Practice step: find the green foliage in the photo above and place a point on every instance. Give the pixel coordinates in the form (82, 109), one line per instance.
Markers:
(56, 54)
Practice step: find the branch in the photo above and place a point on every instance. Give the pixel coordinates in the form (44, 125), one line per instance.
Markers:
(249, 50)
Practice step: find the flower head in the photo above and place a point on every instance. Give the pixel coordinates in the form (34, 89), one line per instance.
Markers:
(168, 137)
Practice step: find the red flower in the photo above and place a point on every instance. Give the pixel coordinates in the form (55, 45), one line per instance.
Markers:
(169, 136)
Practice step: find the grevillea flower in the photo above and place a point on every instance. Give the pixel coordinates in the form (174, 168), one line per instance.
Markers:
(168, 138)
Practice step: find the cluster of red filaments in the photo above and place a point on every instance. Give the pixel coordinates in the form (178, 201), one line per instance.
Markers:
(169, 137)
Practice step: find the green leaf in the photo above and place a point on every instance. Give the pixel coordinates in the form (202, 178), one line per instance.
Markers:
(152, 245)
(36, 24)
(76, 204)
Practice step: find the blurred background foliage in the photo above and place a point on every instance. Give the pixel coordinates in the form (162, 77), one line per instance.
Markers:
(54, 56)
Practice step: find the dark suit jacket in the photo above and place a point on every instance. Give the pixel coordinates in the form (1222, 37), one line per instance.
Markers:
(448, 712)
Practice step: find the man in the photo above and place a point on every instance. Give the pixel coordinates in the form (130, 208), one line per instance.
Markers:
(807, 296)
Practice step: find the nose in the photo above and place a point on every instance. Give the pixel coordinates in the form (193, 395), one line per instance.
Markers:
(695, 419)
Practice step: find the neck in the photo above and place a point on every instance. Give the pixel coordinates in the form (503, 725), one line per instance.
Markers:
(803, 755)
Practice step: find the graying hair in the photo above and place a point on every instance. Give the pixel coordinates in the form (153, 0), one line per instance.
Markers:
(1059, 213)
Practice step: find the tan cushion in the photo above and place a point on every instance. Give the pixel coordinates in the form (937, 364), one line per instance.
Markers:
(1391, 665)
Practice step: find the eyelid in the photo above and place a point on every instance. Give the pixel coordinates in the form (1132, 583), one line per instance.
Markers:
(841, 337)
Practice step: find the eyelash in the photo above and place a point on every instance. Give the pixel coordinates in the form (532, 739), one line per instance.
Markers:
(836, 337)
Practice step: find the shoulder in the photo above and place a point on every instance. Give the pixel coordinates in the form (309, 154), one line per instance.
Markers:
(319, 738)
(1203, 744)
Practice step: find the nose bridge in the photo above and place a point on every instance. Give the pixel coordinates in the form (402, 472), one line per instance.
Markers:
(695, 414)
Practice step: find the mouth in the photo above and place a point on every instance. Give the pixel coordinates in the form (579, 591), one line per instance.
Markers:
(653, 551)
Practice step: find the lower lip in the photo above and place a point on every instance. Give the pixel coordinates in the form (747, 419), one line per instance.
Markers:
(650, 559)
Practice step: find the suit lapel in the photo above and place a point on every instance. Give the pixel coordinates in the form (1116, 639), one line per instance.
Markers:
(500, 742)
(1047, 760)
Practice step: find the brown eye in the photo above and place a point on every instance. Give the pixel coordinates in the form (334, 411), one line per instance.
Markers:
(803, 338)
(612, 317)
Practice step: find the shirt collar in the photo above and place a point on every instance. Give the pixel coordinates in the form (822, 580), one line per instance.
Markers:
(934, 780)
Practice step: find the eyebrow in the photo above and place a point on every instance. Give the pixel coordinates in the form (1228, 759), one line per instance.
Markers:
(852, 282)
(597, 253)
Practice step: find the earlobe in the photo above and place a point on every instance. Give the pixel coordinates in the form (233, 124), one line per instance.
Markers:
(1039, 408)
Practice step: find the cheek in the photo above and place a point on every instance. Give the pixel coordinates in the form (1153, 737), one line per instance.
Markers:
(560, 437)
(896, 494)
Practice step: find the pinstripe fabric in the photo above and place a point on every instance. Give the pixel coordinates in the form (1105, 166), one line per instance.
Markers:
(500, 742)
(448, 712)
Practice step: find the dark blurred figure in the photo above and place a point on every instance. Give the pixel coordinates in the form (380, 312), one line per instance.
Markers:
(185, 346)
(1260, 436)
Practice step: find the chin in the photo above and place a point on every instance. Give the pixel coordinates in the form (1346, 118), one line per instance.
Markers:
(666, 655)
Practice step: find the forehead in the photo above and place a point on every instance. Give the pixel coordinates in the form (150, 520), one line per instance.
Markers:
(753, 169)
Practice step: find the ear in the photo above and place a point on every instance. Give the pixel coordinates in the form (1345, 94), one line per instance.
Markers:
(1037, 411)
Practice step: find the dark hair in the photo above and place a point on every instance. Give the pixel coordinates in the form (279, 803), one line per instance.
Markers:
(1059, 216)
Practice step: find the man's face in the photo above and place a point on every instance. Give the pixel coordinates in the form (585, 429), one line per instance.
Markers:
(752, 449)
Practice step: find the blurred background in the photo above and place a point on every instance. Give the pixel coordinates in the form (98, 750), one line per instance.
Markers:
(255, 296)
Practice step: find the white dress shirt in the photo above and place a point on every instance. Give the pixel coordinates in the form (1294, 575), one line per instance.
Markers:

## Your instructions
Could you copy the listing above word for word?

## Result for this task
Practice step: find the green foliage in the photo above and place a point on every instance. Give the pixel coordinates in the form (82, 109), one line per instance.
Markers:
(56, 54)
Practice step: find the branch in the photo above and place a point on every instance. Give the pixel coordinates in the form (44, 125), one line per instance.
Markers:
(249, 50)
Practice step: find the flower head in the photo above and place a point on every instance. Give the pixel coordinates in the form (34, 89), one line per instance.
Markers:
(168, 137)
Practice step: find the red flower in the photo above and place a point on every instance. Give the pixel coordinates in the form (55, 45), one line per instance.
Markers:
(169, 136)
Practice step: find the grevillea flower in the photo above and place a point on every instance. Give the pixel coordinates in the form (174, 168), one line per instance.
Markers:
(168, 138)
Practice step: find the cluster of red filaments in the photo above and place a point on every instance. Give the pixel coordinates in the form (178, 201), one line per instance.
Markers:
(169, 137)
Practice step: find the green leaf in the photo above and place a point on every instance. Give the pixel coordinates in the form (202, 178), one line per instance.
Markers:
(152, 245)
(36, 24)
(76, 204)
Practice step: find the blurred background foliage in the photo above and place a point on every instance. Give the pixel coordinates in the form (162, 77), one line per instance.
Markers:
(54, 56)
Practice step: find the dark suit jacket in the photo above and place a point on every instance. Give the pixel coordinates in the form (1222, 37), one line per instance.
Markers:
(448, 712)
Practice step: find the man in the photo above and place a point on every instance. Give the pixel coordinates in the form (130, 208), one line per instance.
Markers:
(807, 296)
Practice step: find the nose in the photo above and place a point on every instance. Give the pixel coordinates in the form (193, 395), one line per instance.
Markers:
(695, 419)
Practice step: find the neck in the photo above and place a point on every instance. Give the pixel coordinates in the form (503, 725), one line per instance.
Markers:
(803, 755)
Practice step: find the graying hair in the photo above and place a point on every instance. Give the pixel coordinates in the form (153, 0), one line per instance.
Markers:
(1059, 213)
Practice step: find the tan cushion in the photo above and place a point on every instance. Give the pixel coordinates in the form (937, 364), one line per instance.
Markers:
(1391, 665)
Practice step: find the eyelid in the photo above and place a point on every instance. Give the pixel coordinates in the form (1132, 583), one line per instance.
Markers:
(841, 337)
Practice step: find the eyelash in the photo above and place a point on every instance. Give the pixel coordinates in the form (532, 739), one line per instance.
Markers:
(836, 337)
Practice step: find the shoulder in the photo above and place a point on every instance. Give the pixel coordinates in the form (309, 154), one line per instance.
Markers:
(319, 738)
(1203, 744)
Practice step: find the nose bridge in the photo above and place a point on every instance. Give the pixel coordinates in the form (402, 472), one line per instance.
Markers:
(695, 414)
Practice step: find the mouth in the photo above and place a point on every instance. Give the pixel coordinates in the form (579, 591), one line per instance.
Markers:
(653, 551)
Practice step: find the lower lip in the photo above and place a point on every instance. Give the pixel coordinates in the form (747, 419), one line per instance.
Markers:
(650, 559)
Practice step: find the suit lapel in the photo above and place a point on every instance. Give the pixel coordinates in the form (1116, 639), one line per instance.
Markers:
(500, 742)
(1047, 760)
Practice step: find the brown eye in the photo above and place a point on every instance. Give the pixel coordinates in the form (334, 411), one line per instance.
Markers:
(803, 338)
(612, 317)
Practice step: find the shirt collar in the photo above and place a point on every instance. Give the pixel coordinates in the form (822, 580), one line per instance.
Markers:
(934, 780)
Practice step: find the eyebrow in the photo above and place a point on every instance. Give the pixel coordinates in the form (1228, 759), one line per instance.
Markers:
(852, 282)
(597, 253)
Practice step: find the earlobe in the photo above and place a point on every instance. Give the pixel coordinates in the form (233, 124), one line per instance.
Markers:
(1039, 408)
Practice step: find the cheek in the photo above and place a point on every instance. Give the pixel coordinates in the form (1153, 737), one line per instance.
Markers:
(560, 437)
(896, 494)
Practice step: find the pinstripe fabric in the photo above and place a point on every instance. Give the pixel coordinates in the form (1105, 166), one line per instance.
Markers:
(500, 742)
(448, 712)
Practice step: find the dark blurred figure in the photo above and place a point on every instance. Give the pixel coordinates in the form (380, 312), one line per instance.
Markers:
(185, 346)
(1260, 436)
Practice step: find the chin in the photo above and place a point on every instance. Give the pixel coordinates in the form (1346, 118), one line per instance.
Markers:
(666, 655)
Practice step: find the forehead in the photo above and place a point on every instance. Give the pixel coordinates in the form (150, 520), one line per instance.
Markers:
(753, 169)
Practice step: find the ear in the photo above and place a point on every instance. Give the pixel coordinates in the form (1345, 94), one line per instance.
Markers:
(1037, 411)
Practice step: find the dark hair in the photo above and place a point on every instance. Give the pixel coordinates in the form (279, 803), one line per instance.
Markers:
(1059, 216)
Practice step: find the man's face in the photo above and place a point on every instance. Give the pixel coordinates in the form (585, 429), one line per instance.
Markers:
(752, 449)
Practice step: find the blurred background in the photo above and place a point on every instance. Give the pixel coordinates in the form (98, 750), one line per instance.
Markers:
(255, 296)
Practice step: find the white dress shirt in the photo above and place a point on every instance. Give the pixel coordinates in the form (1294, 575), one line per instance.
Markers:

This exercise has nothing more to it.